> Alıntılanan Metin:
- - - - -

BEHLÜL-İ DÂNÂ
Meczûb. Hak
âşığı. Çok tanınmış evliyâdan biri. Asıl ismi Vüheyb bin Ömer Sayrâfî'dir.
Behlûl-i Dânâ adıyla şöhret buldu. Doğum târihi kesin olarak bilinmemektedir.
Kûfeli olduğu hâlde ömrünün çoğunu Bağdât'ta geçirdi. Hârûn Reşîd'in kardeşi
olduğuna dâir rivâyetler varsa da aslı yoktur. Hârûn Reşîd'e nasîhat verirdi.
Herkese ders olacak hikmetli sözleri çok meşhûrdur. 805 (H.190) senesi Bağdât'ta
vefât etti. Dicle kenarında Şunûziyye kabristanlığına defnedildi.
Behlül-i
Dânâ, zamânın büyüklerinin sohbetlerinde bulundu. Eymen bin Nâbil, Amr bin Dînâr
ve Âsım bin Ebi'n-Necîd'den hadîs-i şerîf öğrendi. İbretli mânâlı sözler
söyledi. Menkıbeleri dilden dile aktarıldı.
Behlül-i
Dânâ bir gün Bağdât sokaklarından birinde giderken, oynayan çocuklar gördü.
Çocuklardan biri ise bir köşeye çekilmiş onlara bakıyor ve ağlıyordu. Behlül-i
Dânâ o çocuğun yanına gitti ve; "Ey çocuk niçin ağlıyorsun? Gel sana bir şeyler
alayım da sen de arkadaşlarınla oyna." dedi ve çocuğun başını okşadı. Çocuk
bakışlarını Behlül'e çevirdi ve; "Ey aklı az adam! Biz oyun için yaratılmadık."
dedi. Behlül bu söze şaştı ve çocuğa; "Ey oğlum! Peki niçin yaratıldık." diye
sordu. Çocuk; "Allahü teâlâyı bilmek ve O'na ibâdet etmek için." dedi. Behlül
hazretleri; "Peki bunun öyle olduğunu nereden biliyorsun?" diye sordu. Çocuk,
Mü'minûn sûresinin 115. âyet-i kerîmesini okuyuverdi. Meâlen;
"Sizi ancak boşuna yarattığımı ve gerçekten bize döndürülmeyeceğinizi mi
zannettiniz?" Hazret-i Behlül tekrar; "Ey çocuk. Sen hakîmâne konuştun. Bana
biraz daha nasîhat et." dedi ve ağlamaya başladı. Kendinden geçmişti. Kendine geldiğinde çocuğa; "Ey
oğlum! Senin günâhın yok. Sen bir çocuksun. Nasıl oluyor da böyle
düşünebiliyorsun?" diye sordu. Çocuk da; "Ey Behlül! Babamı ateş yakarken
gördüm. İri odunları küçük çırpılarla tutuşturuyordu. Ben de Cehennem'in yanan
küçük odunlarından olacağımdan korkuyorum." dedi. Bu sözler üzerine Behlül-i
Dânâ hazretleri tekrar ağladı. Kendinden geçti. Kendine geldiğinde çocuğu
yanında göremedi. Oradakilere bu çocuğun kim olduğunu sordu. Onlar; "Tanımadın
mı?" dediler. Behlül; "Hayır." deyince, onlar; "Bu, hazret-i Hüseyin evlâdından
seyyid bir çocuktur." dediler. Behlül de; "Ancak böyle bir ağacın meyvesi bu
kadar olgun olabilirdi." deyip oradan ayrıldı.

- - - - -

Nokta etiketleme örnekleri:
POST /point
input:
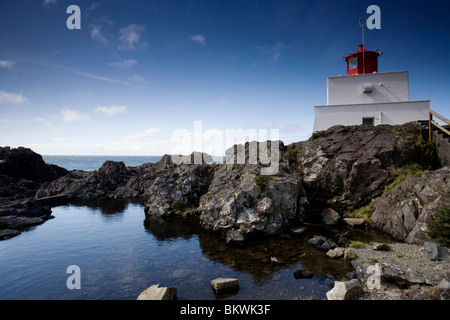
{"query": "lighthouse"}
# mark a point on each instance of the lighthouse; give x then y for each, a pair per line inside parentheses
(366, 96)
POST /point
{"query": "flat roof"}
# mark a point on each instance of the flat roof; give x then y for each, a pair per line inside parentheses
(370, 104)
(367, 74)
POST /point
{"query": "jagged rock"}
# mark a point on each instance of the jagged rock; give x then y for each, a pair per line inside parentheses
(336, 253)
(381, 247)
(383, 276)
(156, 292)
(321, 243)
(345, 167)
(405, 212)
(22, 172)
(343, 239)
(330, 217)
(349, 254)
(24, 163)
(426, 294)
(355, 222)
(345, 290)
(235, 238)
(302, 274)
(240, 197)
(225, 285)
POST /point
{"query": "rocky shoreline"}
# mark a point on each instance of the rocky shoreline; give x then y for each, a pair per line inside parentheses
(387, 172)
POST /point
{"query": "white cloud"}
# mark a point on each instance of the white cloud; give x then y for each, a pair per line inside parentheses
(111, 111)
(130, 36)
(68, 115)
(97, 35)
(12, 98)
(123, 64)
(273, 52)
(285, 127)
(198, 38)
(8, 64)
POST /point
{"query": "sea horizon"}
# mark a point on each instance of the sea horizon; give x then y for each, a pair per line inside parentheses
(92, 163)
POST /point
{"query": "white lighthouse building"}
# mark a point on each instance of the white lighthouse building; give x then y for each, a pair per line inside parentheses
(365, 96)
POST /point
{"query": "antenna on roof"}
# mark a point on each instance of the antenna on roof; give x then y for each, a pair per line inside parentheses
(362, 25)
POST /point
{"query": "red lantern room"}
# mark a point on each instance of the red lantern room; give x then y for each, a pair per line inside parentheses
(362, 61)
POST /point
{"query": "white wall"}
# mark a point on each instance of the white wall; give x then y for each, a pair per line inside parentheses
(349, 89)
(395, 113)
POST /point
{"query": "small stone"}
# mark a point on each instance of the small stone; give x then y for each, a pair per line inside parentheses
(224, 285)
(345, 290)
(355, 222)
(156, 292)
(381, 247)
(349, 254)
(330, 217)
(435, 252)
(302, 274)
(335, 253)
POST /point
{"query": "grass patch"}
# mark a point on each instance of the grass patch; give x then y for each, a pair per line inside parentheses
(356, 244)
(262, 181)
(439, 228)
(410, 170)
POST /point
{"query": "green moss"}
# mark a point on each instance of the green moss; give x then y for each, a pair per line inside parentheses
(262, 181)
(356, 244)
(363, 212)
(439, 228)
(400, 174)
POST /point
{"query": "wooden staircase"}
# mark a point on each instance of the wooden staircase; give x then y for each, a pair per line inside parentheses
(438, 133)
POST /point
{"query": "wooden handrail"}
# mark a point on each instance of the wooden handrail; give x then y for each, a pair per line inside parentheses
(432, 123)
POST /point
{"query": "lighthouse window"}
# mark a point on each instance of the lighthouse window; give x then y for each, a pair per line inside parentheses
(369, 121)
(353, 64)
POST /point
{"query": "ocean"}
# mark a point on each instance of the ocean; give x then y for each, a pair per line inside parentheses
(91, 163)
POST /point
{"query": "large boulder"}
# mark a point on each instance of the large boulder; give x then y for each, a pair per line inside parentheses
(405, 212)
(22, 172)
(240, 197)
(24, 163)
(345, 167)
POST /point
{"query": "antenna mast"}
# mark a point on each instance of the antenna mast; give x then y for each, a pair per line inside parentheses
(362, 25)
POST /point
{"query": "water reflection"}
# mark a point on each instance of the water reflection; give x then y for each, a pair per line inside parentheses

- - - - -

> Alıştırma Koşulları:
Yukarıdaki Behlül-i Dânâ metnine göre Behlül-i Dânâ vefat ettikten sonra nereye defnedildi?

> Tam Cevap:
Dicle kenarındaki Şunûziyye kabristanlığına defnedildi.